List of tasks:
**1.** In the BERTopic error post, which NumPy version does the writer report using?
**2.** In the BERTopic error post, which parts of the 20 Newsgroups documents does the code remove when fetching the data? List them all.
**3.** Resume the BERTopic error post right after its last line of code.

━━━ Document section ━━━

I am trying to train a BERTopic model with a seed topic list. However, the model returns a Value Error:
ValueError: setting an array element with a sequence. The requested array has an inhomogeneous shape after 1 dimensions. The detected shape was (2,) + inhomogeneous part.
I am working with Python 3.10.5 and Numpy 1.24.3.
The same error happens when running the official tutorial example, so I assume there is an issue with changes in libraries.
The example below:
from bertopic import BERTopic
from sklearn.datasets import fetch_20newsgroups
docs = fetch_20newsgroups(subset='all', remove=('headers', 'footers', 'quotes'))["data"]
seed_topic_list = [["drug", "cancer", "drugs", "doctor"],
["windows", "drive", "dos", "file"],
["space", "launch", "orbit", "lunar"]]
topic_model = BERTopic(seed_topic_list=seed_topic_list, verbose=True, calculate_probabilities=False)

━━━ Supplied entries ━━━

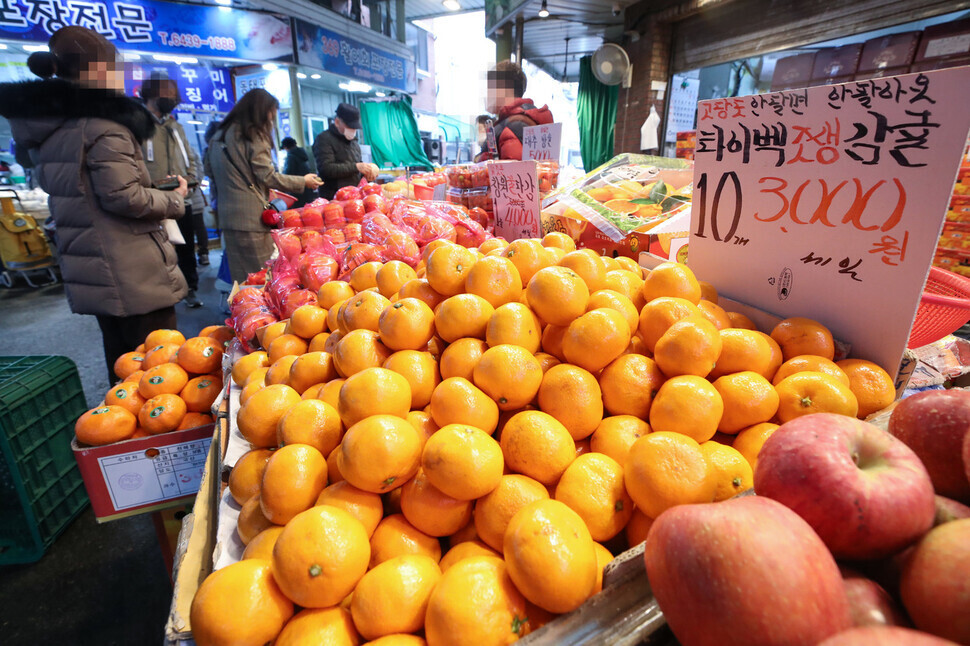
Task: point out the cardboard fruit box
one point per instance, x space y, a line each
142 475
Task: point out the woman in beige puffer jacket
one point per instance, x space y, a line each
84 138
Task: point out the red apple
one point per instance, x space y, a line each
935 586
354 210
375 203
291 218
884 636
333 215
934 424
864 492
947 510
869 603
313 216
742 571
347 193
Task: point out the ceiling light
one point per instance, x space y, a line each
178 60
354 86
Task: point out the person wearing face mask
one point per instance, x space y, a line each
337 153
240 164
84 137
167 154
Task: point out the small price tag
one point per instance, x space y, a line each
515 198
542 143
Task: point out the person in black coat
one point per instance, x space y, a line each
337 153
297 163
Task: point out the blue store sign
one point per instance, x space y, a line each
151 26
202 88
327 50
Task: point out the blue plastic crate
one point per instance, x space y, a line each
41 490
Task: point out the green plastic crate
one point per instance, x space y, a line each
41 490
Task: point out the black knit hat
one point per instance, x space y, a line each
72 50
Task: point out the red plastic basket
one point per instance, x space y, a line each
943 309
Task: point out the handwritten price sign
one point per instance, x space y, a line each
515 198
542 143
827 202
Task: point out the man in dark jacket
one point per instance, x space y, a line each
297 163
337 153
168 153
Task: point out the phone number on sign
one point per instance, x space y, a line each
196 42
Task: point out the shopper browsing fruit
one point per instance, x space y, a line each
506 87
85 137
337 153
240 164
169 154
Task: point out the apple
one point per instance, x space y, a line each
935 586
948 510
934 424
354 210
375 203
742 571
333 215
313 215
884 636
864 492
869 603
347 193
291 218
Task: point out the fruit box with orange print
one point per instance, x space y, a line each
144 474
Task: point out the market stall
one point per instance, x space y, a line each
428 433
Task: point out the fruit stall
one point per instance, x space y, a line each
423 433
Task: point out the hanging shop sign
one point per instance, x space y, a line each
327 50
499 12
208 89
828 202
276 82
152 26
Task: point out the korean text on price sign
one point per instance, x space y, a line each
515 197
542 143
827 202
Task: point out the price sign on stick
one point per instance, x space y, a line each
541 143
827 202
515 198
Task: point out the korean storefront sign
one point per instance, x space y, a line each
327 50
152 26
208 89
828 202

━━━

Expected responses:
**1.** NumPy 1.24.3

**2.** headers, footers, quotes

**3.**
topics = topic_model.fit_transform(docs)
Thanks a lot for the ideas!
I have been having the exact same problem, it's the first time I'm using this library, so I don't know if this worked in previous versions.I'll have a look by downgrading to the version just before this one.
Found problem: It seems that there is a compatibility issue with the latest numpy package. I downgraded to 1.21.0 and the tutorial example works fine.
If this works for you select this as a solution so the thread can be closed.